[SELECTED TEXT]:
↓↓↓

First of all, inspect your top bows for fit and operation. Its pointless to install a new top on bows that don’t work.

There are three types of bows. This write-up will be for a Folding top, by far the most common.  If I get one of the others in the shop, I will add more info and pics.

Early cars came with either Scissors tops or a Stow-Away tops. Scissors tops are not particularly well liked and should only be used if you have an early car and want to keep it original. 

If the bows drop into a rectangular socket and are not bolted to the header rail, you’ve got a Stow-Away top. Its possible to use a Stow-Away hood on a later car and its possible to install a later Folding hood onto an earlier car. Some people like the option of removing the top in the summer to gain the extra space and Stow-Away tops make that easy.  

’71 and later cars came with a Folding top. If your bows bolt to the car body and doesn’t have a weird scissor-like deal above the doors, its a Folding top. Additionally, there is also the choice of fixed or zip-out window. That is completley up to you. Fixed windows tend to stay nice and taught, which improves visibility. Zip out windows let you zip the window out for better ventilation, but the window tends to go a bit wavy when zipped in place, as there is less tension over time. Your choice, they install the same.

Once you know what top to order, be sure to order a new header seal.  Also, have a look at the aluminum strip that holds the header seal. If yours is beat up, order one of those too.

If you still have a top on the car, check it for operation. Make sure it goes up and down smoothly and ends up centered on the windscreen. Check the shape of the bows, they should be smoothly convex as they go from side to side, not flat across the top from having boxes piled on top. If you need to adjust or fix things, now would be a good time to razor blade the old top off. Starting from just aft of the wing window, where the inner snap flap joint is, cut up through the sewn seams, then straight across the top to the other side. Don't worry about the part left on the header. We are just looking at the bows now. If you have a Folding top, the rear bow may be attached to the hood with little cloth strips called listing. Slice that off too. Extract the anchor bar from the rear edge of the old top and save it.

↑↑↑

[Dataset rows]:
↓↓↓

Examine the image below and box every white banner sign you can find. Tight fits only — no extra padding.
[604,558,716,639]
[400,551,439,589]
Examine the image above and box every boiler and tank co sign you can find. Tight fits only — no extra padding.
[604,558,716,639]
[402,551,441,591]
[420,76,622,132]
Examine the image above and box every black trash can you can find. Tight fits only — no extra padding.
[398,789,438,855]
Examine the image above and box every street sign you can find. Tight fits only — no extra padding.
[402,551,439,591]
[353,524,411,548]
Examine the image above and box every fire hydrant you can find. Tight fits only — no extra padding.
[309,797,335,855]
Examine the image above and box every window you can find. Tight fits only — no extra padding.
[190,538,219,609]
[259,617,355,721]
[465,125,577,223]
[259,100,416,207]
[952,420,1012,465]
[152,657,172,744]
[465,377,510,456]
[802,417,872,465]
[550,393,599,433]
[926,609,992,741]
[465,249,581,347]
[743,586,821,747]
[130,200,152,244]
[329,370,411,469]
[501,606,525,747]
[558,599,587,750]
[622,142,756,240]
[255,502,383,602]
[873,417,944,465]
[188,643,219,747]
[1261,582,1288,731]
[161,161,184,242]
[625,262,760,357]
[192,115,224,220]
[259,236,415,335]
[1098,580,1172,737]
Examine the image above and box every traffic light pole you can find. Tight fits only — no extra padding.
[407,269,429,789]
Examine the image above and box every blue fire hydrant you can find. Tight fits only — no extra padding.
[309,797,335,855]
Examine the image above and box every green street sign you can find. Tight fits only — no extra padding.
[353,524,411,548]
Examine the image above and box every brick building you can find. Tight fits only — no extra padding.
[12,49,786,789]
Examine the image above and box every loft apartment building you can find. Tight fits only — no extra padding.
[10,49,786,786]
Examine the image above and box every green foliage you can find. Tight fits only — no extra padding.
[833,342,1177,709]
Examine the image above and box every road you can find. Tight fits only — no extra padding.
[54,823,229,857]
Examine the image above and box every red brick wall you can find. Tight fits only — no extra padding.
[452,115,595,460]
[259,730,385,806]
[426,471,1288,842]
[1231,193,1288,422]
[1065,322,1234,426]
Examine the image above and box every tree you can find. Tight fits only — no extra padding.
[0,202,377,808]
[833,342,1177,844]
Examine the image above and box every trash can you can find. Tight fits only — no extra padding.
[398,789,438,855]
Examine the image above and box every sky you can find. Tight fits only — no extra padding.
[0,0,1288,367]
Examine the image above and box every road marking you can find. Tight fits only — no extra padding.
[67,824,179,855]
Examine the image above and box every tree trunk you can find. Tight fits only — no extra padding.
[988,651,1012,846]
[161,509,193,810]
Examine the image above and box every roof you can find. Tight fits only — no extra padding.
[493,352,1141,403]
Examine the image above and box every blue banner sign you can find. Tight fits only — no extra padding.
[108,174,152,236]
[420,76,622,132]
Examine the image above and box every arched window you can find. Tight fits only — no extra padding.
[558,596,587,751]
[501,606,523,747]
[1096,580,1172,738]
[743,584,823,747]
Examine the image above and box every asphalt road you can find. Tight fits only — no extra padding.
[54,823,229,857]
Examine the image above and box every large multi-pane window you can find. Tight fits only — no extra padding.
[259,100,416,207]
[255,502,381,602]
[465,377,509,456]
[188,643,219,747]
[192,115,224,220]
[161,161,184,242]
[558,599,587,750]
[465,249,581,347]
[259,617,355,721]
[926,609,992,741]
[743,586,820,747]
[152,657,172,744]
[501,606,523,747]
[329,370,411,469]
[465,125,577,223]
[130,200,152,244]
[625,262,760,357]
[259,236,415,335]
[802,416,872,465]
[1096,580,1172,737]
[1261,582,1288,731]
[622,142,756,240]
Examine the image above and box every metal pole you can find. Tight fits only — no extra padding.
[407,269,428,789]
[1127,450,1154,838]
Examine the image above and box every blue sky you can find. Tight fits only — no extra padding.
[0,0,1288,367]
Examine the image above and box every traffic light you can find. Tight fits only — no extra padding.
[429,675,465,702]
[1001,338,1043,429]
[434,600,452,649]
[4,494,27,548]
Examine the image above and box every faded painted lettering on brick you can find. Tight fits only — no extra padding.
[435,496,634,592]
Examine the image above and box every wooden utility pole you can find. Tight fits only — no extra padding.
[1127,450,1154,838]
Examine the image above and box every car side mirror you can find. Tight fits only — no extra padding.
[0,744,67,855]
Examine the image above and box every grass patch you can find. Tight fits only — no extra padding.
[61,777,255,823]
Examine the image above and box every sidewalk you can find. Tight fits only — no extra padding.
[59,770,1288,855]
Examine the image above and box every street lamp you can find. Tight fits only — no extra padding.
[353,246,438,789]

↑↑↑

[PROMPT]: According to the text about top bows, which cars came with a Folding top?

[RESULT]: '71 and later cars came with a Folding top.